All records below are to be set down precisely as written, excluding pictures.

## Source records
BEGIN

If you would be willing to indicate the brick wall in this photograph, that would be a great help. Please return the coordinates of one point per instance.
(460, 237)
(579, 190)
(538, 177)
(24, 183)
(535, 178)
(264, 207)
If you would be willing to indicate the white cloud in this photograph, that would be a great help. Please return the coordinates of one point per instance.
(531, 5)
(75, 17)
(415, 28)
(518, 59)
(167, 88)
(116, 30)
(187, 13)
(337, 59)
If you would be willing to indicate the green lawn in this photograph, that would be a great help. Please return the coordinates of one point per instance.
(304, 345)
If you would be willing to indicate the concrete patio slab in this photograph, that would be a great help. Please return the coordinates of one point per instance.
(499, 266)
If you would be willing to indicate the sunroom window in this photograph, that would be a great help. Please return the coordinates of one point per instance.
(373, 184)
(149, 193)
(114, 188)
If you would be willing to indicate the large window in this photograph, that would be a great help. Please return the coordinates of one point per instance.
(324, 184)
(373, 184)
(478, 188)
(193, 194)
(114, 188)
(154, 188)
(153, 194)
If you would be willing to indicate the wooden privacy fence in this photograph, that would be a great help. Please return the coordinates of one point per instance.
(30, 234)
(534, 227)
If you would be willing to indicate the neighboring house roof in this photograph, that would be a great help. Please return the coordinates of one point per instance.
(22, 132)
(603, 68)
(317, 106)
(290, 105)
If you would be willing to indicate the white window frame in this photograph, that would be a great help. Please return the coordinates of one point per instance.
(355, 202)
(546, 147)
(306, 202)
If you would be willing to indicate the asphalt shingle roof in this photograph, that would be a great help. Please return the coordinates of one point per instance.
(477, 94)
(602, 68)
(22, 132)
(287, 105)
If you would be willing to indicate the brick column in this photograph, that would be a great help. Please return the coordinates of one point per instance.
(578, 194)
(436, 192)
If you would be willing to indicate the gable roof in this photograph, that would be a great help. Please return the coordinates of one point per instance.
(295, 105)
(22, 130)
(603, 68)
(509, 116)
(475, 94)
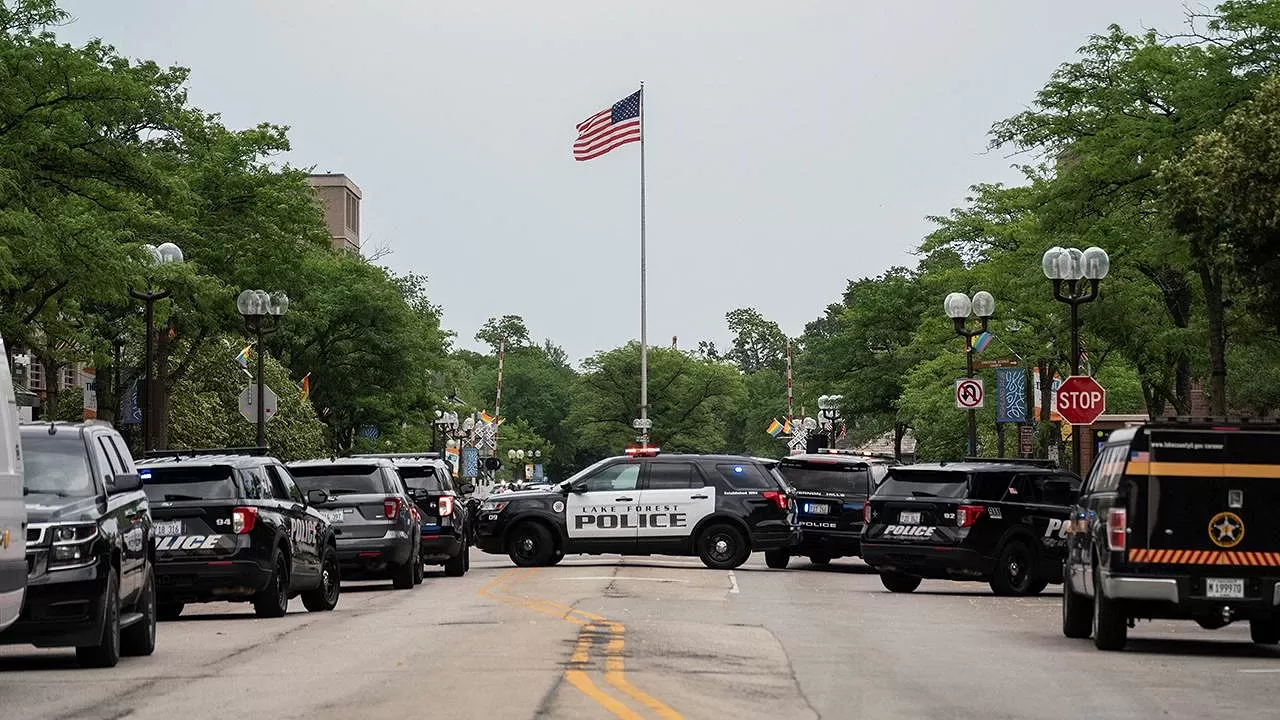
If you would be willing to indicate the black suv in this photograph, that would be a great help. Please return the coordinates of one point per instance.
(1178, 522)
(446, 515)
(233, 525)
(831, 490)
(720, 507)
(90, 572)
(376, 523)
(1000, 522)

END

## Expected output
If you would be willing to indicate the brick wall in this photograph, that would be a great help. Please return the coordinates of one point per instance.
(460, 237)
(579, 190)
(538, 177)
(24, 183)
(535, 178)
(264, 207)
If you would be willing to indicate the white cloud in this photograph, that would be a great help. Please return the coordinates of one point per instance.
(531, 5)
(75, 17)
(415, 28)
(518, 59)
(167, 88)
(116, 30)
(187, 13)
(337, 59)
If you would be willing to indicate the green lawn in this photograph, that would be a great help. Please return the coordinates of one point per instance.
(304, 345)
If you would be willing to indicate the concrete patio slab in this photograph, that would be a great help. Please return the coordinates of one point per instance.
(499, 266)
If you would be willing to indicate the sunroom window in this photograph, that would be a great help. Please return the coordinates of one point per instance.
(373, 184)
(149, 193)
(114, 188)
If you would be willing to indicate the large window in this photograph, that would be a great help. Please return the coordinates of one point per instance.
(324, 184)
(373, 184)
(478, 188)
(193, 194)
(114, 188)
(154, 188)
(153, 194)
If you would be willing to indicate the wooden privacy fence in this photograph, that would be a great help. Please return the coordinates of one point per instance.
(30, 234)
(534, 227)
If you would be willing to indicate the neighboring house roof in this photograph, that would be a great help. Please return the coordinates of one point per instance.
(22, 132)
(603, 68)
(317, 106)
(290, 105)
If you would be willing to indicate the white window frame in this photograph, that would be a great help. Please return the coordinates of one point per instance.
(355, 202)
(546, 147)
(306, 202)
If you would be willing to indicate the asphalt shingle roof in this photograph, that would be a great help. Please return the coordinates of one point per instance.
(477, 94)
(602, 68)
(22, 132)
(287, 105)
If you would be willing to indicate the brick column in this photograph, that would be a great help. Please return the coordinates of one point per instance.
(578, 194)
(436, 192)
If you would be willing to indicate the gable roof in this photograph, that would be a great help. Please return the coordinates of one point per instance.
(295, 105)
(22, 130)
(603, 68)
(509, 116)
(475, 94)
If you would be willing to indicate the black suv in this photograph, that would be a great help. Please return the coordinates of one point per instance.
(1178, 522)
(446, 515)
(233, 525)
(831, 490)
(720, 507)
(90, 572)
(376, 523)
(1000, 522)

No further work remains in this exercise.